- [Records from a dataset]
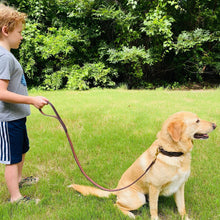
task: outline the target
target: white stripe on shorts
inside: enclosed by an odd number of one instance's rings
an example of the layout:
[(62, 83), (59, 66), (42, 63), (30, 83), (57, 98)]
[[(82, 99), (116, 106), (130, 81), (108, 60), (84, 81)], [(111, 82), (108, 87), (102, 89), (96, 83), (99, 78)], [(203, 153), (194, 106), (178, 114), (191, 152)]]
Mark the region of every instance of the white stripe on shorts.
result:
[(0, 122), (0, 163), (10, 164), (8, 122)]

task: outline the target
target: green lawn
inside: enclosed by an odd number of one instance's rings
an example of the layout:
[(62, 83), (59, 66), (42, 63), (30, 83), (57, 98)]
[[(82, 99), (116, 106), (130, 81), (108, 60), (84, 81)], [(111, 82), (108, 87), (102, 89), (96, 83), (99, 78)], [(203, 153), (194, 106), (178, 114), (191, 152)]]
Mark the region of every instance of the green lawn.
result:
[[(85, 171), (97, 183), (115, 188), (123, 172), (155, 140), (163, 121), (178, 111), (191, 111), (220, 125), (220, 90), (85, 92), (30, 91), (43, 95), (57, 108), (66, 123)], [(52, 113), (49, 106), (45, 113)], [(67, 188), (71, 183), (91, 185), (77, 167), (65, 133), (56, 119), (42, 116), (32, 107), (28, 118), (31, 150), (24, 175), (40, 177), (37, 185), (21, 190), (41, 199), (38, 205), (11, 205), (0, 166), (0, 219), (129, 219), (109, 199), (84, 197)], [(196, 220), (220, 219), (219, 127), (205, 141), (194, 141), (191, 176), (186, 183), (186, 209)], [(140, 208), (136, 219), (149, 219), (149, 206)], [(161, 197), (162, 219), (180, 219), (173, 197)]]

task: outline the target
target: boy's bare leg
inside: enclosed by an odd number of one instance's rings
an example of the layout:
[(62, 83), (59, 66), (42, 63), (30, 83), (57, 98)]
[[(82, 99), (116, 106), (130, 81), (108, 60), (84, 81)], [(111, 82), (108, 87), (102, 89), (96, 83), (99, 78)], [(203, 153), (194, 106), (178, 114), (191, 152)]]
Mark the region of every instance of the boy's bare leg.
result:
[(14, 202), (22, 197), (19, 190), (18, 182), (18, 164), (5, 166), (5, 180), (8, 191), (11, 195), (11, 202)]
[(24, 165), (24, 159), (25, 159), (25, 154), (22, 154), (22, 161), (20, 163), (18, 163), (18, 183), (22, 179), (22, 169), (23, 169), (23, 165)]

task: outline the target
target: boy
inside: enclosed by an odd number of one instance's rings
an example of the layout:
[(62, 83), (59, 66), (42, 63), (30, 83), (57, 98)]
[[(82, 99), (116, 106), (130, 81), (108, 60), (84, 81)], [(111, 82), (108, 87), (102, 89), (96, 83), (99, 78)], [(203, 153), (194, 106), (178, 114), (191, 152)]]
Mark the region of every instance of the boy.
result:
[[(37, 182), (37, 178), (22, 179), (25, 153), (29, 150), (26, 117), (30, 104), (40, 109), (48, 99), (27, 93), (27, 85), (21, 65), (10, 52), (21, 43), (26, 15), (0, 3), (0, 163), (5, 164), (5, 180), (10, 202), (27, 202), (19, 183)], [(37, 200), (34, 200), (35, 202)]]

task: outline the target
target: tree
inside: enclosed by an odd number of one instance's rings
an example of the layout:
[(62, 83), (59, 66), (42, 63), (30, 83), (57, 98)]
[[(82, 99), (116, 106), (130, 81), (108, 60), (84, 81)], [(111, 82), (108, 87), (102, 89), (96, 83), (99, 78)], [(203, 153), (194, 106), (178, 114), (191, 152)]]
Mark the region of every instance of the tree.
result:
[(29, 15), (19, 59), (35, 86), (152, 88), (219, 77), (217, 0), (8, 3)]

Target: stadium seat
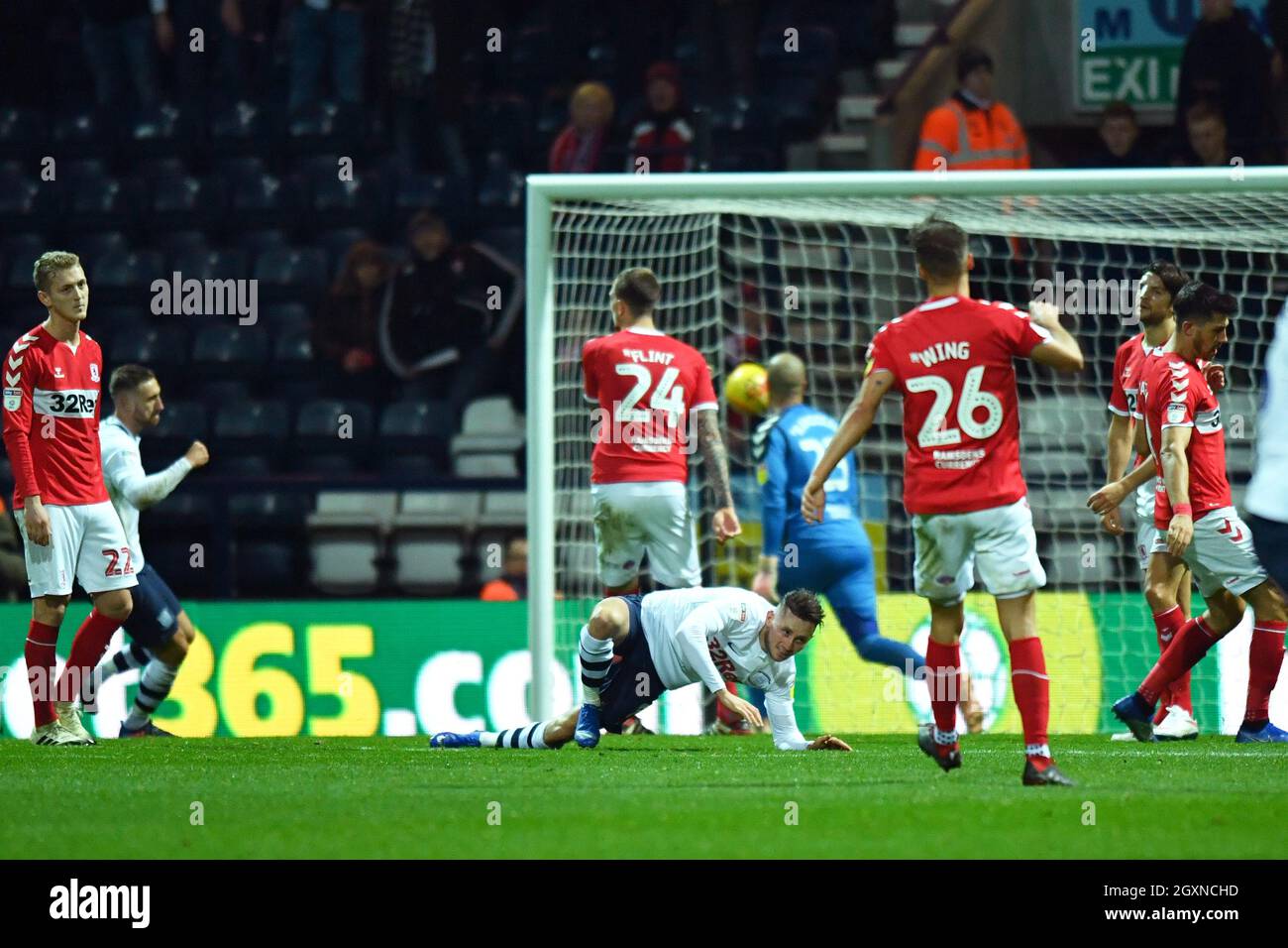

- [DIRECTIVE] Quote every one of the records above word for word, but leave the pictures out.

- [RESPONSE TO THE TASK]
task: outline the target
target: white stripe on shorts
inside: enclosed by an odd number of one instance's rings
an example of the layout:
[(62, 83), (59, 66), (42, 63), (30, 83), (57, 98)]
[[(82, 99), (116, 106), (130, 81), (108, 60), (84, 81)], [(111, 82), (108, 87), (102, 89), (96, 83), (99, 78)], [(203, 153), (194, 106), (178, 114), (191, 152)]]
Mark the region of every instance of the white stripe on shorts.
result:
[(0, 122), (0, 163), (10, 164), (8, 122)]

task: outline the target
target: green lawn
inside: enclosed by an odd number of one instance's rings
an example of the layout:
[(62, 83), (59, 66), (42, 63), (30, 83), (57, 98)]
[[(82, 99), (116, 106), (130, 81), (108, 60), (84, 81)], [(111, 82), (108, 87), (102, 89), (96, 83), (99, 78)], [(203, 153), (194, 106), (178, 114), (191, 152)]]
Mark the region of every instance of the green lawn.
result:
[[(85, 171), (97, 183), (115, 188), (123, 172), (155, 140), (163, 121), (178, 111), (191, 111), (220, 125), (220, 90), (85, 92), (30, 91), (43, 95), (57, 108), (66, 123)], [(52, 113), (49, 106), (45, 113)], [(67, 188), (71, 183), (91, 185), (77, 167), (65, 133), (56, 119), (42, 116), (32, 107), (28, 118), (31, 150), (24, 175), (40, 177), (37, 185), (21, 190), (41, 199), (38, 205), (11, 205), (0, 166), (0, 219), (129, 219), (109, 199), (84, 197)], [(196, 220), (220, 219), (219, 127), (205, 141), (194, 141), (191, 176), (186, 183), (186, 209)], [(140, 208), (136, 219), (149, 219), (149, 206)], [(161, 197), (162, 219), (180, 219), (173, 197)]]

task: outline the target
target: boy's bare leg
inside: enclosed by an odd number of one instance's rings
an example of the layout:
[(62, 83), (59, 66), (42, 63), (30, 83), (57, 98)]
[[(82, 99), (116, 106), (130, 81), (108, 60), (84, 81)], [(111, 82), (108, 87), (102, 89), (96, 83), (99, 78)], [(203, 153), (194, 106), (178, 114), (191, 152)]]
Mark the region of every instance of the boy's bare leg.
result:
[(14, 202), (22, 197), (19, 190), (18, 182), (18, 164), (5, 166), (5, 180), (8, 191), (11, 195), (11, 202)]
[(24, 165), (24, 159), (25, 159), (25, 154), (22, 154), (22, 161), (20, 163), (18, 163), (18, 183), (22, 179), (22, 169), (23, 169), (23, 165)]

task: outline the target
target: boy
inside: enclosed by an odd number of one instance's rings
an example of the layout:
[(62, 83), (59, 66), (42, 63), (30, 83), (57, 98)]
[[(82, 99), (116, 106), (130, 81), (108, 60), (84, 81)], [(111, 82), (108, 87), (102, 89), (96, 83), (99, 78)], [(203, 153), (194, 106), (178, 114), (191, 152)]]
Mark the region of every instance of the boy.
result:
[[(37, 182), (37, 178), (22, 179), (25, 153), (29, 150), (26, 117), (30, 104), (40, 109), (48, 99), (27, 93), (27, 85), (21, 65), (10, 52), (21, 43), (26, 15), (0, 3), (0, 163), (5, 164), (5, 180), (10, 202), (27, 202), (19, 183)], [(37, 200), (34, 200), (35, 202)]]

task: outline the target
target: tree
inside: enclosed by an odd number of one instance's rings
an example of the layout:
[(62, 83), (59, 66), (42, 63), (30, 83), (57, 98)]
[[(82, 99), (116, 106), (130, 81), (108, 60), (84, 81)], [(111, 82), (108, 87), (102, 89), (96, 83), (99, 78)], [(203, 153), (194, 106), (178, 114), (191, 152)]]
Mark the region of every instance of the tree.
result:
[(29, 15), (19, 59), (35, 86), (152, 88), (219, 77), (217, 0), (8, 3)]

Target: stadium seat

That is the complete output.